* _Written problem_: Pull out every line below that contains the word "curtain" and copy each one in full.

* _Available data_:
━━━━━━━━

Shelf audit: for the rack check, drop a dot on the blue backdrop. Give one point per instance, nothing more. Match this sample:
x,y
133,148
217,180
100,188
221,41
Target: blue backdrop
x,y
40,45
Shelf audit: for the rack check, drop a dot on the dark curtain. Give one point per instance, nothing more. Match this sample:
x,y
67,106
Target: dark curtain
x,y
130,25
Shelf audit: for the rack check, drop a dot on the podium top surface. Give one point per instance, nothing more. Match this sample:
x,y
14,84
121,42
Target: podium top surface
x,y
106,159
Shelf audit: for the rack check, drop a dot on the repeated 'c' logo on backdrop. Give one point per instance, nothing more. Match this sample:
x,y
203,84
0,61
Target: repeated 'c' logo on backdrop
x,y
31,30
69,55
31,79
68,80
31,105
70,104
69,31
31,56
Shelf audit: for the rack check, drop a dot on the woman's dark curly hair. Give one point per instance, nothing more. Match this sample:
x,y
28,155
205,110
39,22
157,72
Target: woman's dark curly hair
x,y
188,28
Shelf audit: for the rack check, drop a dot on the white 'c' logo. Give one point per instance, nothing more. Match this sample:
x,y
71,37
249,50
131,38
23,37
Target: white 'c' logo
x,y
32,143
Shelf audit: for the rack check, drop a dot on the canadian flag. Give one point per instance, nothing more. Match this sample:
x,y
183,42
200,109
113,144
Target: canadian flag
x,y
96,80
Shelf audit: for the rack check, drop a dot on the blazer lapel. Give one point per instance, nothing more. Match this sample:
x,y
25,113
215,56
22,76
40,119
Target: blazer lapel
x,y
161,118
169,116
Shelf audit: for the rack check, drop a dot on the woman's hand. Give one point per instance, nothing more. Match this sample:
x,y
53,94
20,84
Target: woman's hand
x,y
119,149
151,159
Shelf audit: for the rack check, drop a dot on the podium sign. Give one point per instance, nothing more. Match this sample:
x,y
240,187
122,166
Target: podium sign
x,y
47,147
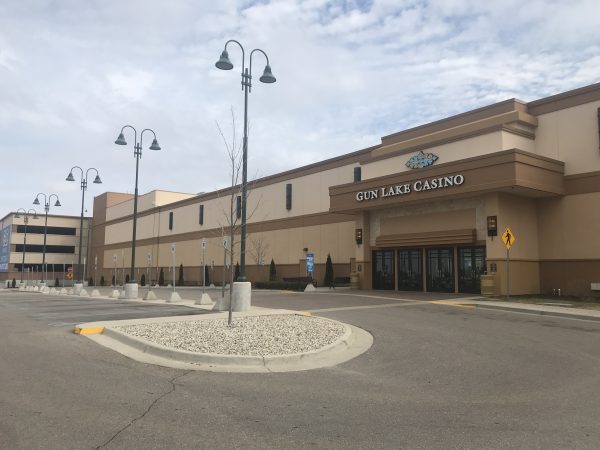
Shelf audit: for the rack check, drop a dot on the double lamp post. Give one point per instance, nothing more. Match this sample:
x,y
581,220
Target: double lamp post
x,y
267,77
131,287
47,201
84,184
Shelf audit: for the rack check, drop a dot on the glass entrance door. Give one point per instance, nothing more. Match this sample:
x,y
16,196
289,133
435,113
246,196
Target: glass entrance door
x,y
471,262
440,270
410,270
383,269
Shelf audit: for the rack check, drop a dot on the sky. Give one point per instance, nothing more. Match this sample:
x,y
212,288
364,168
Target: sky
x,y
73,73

━━━━━━━━

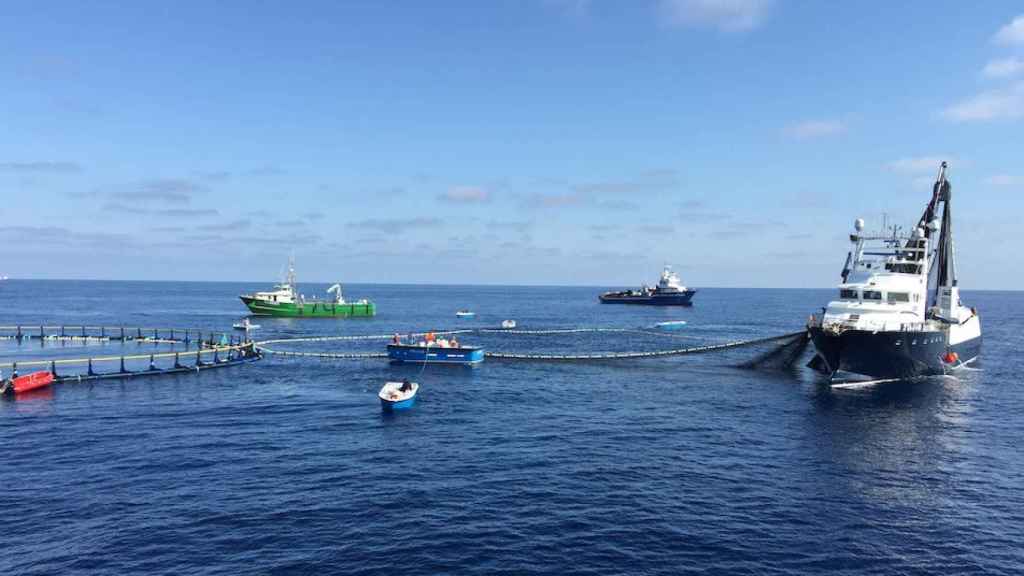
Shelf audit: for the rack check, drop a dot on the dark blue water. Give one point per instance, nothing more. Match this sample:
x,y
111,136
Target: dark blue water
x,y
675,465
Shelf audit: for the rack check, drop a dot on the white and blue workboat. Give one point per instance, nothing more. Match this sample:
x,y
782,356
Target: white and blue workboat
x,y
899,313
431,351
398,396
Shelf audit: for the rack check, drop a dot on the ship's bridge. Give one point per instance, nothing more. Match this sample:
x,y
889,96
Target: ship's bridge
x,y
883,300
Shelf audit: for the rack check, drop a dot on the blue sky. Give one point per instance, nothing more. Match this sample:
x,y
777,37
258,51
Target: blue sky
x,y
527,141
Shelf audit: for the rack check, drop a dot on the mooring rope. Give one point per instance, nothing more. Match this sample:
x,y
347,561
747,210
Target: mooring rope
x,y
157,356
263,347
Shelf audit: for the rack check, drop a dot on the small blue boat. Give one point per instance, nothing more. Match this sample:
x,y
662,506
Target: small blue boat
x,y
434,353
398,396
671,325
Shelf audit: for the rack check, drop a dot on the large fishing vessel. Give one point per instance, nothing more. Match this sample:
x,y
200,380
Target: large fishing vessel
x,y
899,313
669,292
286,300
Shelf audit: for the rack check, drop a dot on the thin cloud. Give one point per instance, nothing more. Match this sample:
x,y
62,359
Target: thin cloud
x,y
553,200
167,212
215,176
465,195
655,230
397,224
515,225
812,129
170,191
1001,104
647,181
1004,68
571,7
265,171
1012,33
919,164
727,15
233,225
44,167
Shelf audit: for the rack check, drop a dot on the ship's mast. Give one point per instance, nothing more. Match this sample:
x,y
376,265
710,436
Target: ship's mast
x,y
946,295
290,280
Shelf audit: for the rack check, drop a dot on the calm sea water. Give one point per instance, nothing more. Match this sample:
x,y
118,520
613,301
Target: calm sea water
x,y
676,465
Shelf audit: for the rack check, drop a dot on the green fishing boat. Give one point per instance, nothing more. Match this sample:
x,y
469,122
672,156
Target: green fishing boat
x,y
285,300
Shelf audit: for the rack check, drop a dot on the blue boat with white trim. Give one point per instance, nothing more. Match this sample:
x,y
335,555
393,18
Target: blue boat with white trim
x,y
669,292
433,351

━━━━━━━━

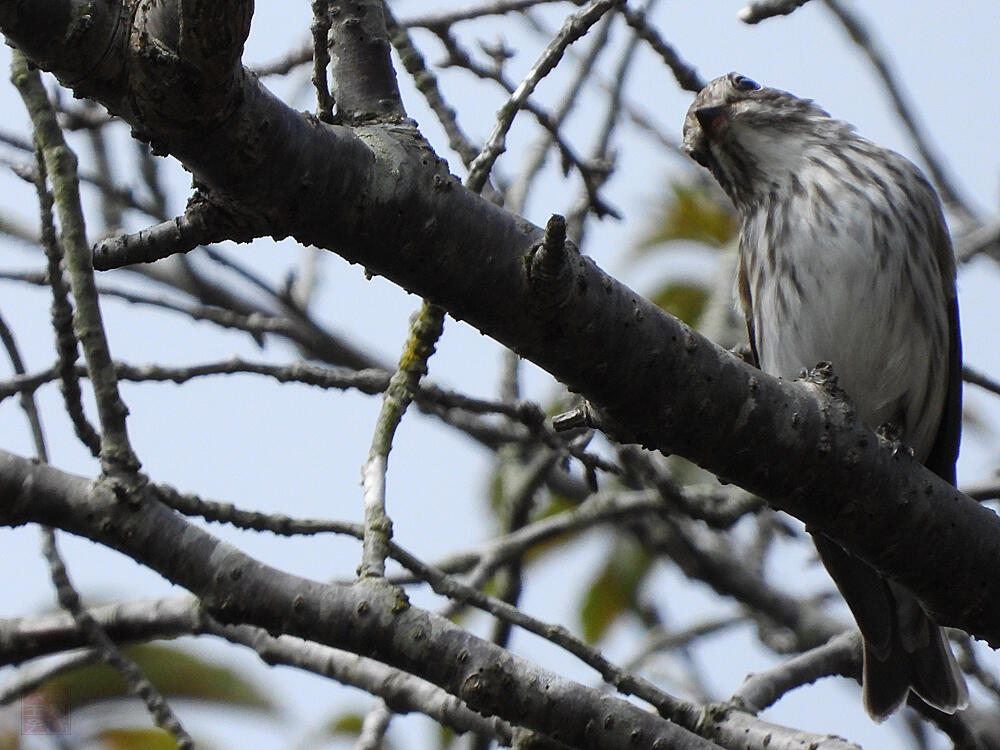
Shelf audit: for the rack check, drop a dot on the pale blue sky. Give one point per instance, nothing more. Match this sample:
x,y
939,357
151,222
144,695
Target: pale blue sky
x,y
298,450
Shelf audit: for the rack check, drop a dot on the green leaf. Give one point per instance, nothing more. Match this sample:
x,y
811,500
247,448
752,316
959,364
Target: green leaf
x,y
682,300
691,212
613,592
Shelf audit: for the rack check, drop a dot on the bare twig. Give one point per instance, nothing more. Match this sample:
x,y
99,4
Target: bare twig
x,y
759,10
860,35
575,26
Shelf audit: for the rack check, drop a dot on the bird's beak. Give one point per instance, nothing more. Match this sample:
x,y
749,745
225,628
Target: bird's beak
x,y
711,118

━━━━━━━━

* _Result for this exercise_:
Shelf audit: for the rack check, drop a dot on the dark curtain. Give one point per instance, nothing more. Match this sample:
Target: dark curtain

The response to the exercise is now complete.